• Problem statement: Report how many lines in the entries below contain the string "house", treating case as significant. Give only the number.
* * * * * * *
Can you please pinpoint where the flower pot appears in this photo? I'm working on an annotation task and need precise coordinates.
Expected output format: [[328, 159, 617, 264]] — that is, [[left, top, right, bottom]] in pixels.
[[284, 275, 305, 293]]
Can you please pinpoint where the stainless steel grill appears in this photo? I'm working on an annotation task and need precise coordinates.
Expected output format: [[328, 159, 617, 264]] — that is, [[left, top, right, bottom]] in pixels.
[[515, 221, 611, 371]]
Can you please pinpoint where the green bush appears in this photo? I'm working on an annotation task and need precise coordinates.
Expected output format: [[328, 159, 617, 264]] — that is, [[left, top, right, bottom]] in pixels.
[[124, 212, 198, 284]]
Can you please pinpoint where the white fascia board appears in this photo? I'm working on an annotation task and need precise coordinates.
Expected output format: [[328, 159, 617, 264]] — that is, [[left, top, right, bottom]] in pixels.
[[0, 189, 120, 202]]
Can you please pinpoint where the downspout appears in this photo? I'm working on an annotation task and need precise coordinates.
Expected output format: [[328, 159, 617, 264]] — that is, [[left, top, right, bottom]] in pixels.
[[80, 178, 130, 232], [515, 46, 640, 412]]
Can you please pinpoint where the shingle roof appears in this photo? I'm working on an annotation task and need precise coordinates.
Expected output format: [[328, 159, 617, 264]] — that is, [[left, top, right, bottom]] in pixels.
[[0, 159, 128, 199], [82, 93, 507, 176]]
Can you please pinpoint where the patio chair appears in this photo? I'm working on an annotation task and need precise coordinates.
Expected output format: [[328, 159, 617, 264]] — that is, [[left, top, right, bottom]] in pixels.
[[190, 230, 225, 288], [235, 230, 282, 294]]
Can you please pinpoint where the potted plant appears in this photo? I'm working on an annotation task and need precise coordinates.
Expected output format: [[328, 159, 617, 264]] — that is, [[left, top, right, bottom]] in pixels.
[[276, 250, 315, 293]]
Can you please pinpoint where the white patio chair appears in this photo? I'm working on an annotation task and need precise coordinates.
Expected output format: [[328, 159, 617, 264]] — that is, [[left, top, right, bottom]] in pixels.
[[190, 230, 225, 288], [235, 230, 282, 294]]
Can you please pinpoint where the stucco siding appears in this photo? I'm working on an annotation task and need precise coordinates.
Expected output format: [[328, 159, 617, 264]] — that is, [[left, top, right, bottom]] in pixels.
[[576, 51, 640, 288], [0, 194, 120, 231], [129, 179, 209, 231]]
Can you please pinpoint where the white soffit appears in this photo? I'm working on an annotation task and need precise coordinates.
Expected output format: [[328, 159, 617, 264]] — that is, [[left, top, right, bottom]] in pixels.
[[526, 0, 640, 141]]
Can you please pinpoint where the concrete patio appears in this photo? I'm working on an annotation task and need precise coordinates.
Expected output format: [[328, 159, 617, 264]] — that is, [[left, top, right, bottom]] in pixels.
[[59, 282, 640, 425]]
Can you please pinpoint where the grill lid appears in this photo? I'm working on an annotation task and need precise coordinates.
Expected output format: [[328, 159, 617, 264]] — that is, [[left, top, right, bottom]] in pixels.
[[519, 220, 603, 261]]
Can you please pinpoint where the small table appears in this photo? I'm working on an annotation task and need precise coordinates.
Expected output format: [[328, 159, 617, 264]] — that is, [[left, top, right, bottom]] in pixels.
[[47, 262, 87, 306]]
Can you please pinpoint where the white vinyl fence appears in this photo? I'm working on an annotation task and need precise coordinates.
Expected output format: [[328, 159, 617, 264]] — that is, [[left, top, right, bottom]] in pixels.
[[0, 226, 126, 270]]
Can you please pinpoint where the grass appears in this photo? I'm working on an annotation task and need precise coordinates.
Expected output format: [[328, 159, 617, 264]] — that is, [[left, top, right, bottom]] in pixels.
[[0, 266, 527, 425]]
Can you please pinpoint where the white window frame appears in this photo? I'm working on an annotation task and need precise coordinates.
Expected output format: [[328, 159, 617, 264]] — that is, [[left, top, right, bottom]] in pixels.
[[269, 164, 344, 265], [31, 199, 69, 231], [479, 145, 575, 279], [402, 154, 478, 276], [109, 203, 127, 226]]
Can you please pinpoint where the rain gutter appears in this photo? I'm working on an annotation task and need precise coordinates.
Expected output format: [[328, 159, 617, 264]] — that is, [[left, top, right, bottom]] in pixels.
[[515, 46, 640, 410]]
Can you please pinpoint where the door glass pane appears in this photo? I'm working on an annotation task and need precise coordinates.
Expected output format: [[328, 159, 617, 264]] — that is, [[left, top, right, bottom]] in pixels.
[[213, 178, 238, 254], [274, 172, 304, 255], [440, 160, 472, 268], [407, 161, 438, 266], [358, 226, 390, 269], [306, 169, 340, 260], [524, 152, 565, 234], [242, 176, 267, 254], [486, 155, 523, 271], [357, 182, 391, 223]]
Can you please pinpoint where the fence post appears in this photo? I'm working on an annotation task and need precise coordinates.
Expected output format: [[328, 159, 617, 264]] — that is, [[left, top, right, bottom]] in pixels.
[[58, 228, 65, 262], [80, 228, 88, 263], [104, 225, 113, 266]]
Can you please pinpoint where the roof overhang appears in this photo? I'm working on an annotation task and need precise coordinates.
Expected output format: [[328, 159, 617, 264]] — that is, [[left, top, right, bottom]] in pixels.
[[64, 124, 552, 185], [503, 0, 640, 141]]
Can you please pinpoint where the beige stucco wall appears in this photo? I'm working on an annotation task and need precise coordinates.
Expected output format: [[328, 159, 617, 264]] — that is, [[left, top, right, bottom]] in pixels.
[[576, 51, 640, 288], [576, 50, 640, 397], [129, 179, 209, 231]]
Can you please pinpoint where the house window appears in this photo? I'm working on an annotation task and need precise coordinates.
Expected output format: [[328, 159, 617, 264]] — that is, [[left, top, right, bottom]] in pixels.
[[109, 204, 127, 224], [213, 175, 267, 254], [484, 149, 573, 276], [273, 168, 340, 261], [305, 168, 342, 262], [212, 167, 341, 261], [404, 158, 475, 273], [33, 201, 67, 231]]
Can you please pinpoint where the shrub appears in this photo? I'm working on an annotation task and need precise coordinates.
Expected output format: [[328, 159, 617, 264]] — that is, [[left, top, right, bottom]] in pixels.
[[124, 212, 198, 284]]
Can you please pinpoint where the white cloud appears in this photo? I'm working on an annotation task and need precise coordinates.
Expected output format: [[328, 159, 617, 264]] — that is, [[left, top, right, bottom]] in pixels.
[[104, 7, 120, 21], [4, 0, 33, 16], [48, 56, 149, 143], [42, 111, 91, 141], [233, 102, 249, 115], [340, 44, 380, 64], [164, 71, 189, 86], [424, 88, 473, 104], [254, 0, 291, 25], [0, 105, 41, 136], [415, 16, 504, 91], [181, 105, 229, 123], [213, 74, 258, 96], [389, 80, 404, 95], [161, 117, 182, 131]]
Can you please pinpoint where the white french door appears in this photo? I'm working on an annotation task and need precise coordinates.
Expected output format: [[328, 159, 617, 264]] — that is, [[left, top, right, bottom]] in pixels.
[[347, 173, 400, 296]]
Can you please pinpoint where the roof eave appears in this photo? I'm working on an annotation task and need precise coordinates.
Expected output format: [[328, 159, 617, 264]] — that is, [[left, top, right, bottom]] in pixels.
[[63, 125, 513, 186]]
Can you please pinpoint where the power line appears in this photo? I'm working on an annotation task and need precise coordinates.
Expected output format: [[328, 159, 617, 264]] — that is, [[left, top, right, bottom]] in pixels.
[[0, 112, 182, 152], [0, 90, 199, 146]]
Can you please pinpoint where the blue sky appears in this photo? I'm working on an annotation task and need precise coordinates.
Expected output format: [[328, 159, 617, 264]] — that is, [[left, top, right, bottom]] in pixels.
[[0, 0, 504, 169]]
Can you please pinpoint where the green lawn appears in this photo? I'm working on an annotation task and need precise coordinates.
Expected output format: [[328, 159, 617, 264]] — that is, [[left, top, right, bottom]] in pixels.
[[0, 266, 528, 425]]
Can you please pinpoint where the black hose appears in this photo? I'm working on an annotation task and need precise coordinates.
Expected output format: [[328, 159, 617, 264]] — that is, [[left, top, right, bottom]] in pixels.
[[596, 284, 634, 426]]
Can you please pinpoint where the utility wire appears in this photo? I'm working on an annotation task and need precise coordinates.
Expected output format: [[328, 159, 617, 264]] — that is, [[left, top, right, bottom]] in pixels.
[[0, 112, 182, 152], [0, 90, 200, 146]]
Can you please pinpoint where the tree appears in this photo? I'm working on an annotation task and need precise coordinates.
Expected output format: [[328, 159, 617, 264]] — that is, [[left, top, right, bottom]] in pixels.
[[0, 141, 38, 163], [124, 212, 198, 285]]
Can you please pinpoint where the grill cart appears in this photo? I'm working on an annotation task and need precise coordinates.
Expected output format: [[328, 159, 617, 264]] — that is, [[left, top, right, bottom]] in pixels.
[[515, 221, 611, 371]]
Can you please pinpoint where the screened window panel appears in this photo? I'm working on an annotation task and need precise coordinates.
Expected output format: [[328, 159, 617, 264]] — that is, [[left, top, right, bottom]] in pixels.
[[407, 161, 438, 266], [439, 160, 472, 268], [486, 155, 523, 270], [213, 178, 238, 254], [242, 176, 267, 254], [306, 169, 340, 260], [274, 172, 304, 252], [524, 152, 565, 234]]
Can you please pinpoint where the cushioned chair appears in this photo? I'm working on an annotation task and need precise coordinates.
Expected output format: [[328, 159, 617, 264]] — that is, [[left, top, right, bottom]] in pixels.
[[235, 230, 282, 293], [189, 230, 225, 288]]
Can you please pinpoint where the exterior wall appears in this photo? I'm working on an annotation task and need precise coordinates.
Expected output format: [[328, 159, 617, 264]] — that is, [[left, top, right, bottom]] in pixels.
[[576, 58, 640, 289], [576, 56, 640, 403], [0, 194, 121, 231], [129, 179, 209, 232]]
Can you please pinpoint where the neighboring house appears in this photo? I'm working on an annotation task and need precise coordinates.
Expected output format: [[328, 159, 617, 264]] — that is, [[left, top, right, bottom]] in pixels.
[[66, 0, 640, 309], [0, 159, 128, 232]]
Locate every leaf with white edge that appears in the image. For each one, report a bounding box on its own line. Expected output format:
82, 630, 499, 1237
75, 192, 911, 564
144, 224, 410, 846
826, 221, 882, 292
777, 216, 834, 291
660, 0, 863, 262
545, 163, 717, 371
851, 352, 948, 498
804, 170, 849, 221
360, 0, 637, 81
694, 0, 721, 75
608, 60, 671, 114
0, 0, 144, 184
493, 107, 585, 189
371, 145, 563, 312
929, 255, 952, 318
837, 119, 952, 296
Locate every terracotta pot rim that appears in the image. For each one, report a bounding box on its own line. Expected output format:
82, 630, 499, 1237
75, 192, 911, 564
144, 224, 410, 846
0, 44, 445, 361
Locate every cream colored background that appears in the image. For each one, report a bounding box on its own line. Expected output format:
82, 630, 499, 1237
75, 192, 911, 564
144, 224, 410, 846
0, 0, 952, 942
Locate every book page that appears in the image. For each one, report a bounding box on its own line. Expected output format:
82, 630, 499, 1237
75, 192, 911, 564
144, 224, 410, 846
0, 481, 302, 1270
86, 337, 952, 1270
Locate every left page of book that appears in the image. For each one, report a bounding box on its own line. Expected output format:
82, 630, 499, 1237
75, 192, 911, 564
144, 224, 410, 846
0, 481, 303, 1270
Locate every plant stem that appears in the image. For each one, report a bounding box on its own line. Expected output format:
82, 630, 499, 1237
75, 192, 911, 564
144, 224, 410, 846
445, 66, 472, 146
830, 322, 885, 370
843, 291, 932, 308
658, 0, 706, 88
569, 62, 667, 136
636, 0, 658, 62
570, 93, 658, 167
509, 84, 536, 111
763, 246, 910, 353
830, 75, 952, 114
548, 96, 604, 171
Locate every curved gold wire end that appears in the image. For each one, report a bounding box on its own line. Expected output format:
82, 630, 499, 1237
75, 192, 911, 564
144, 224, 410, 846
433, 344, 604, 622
* * * * * * *
• Exercise solution: 2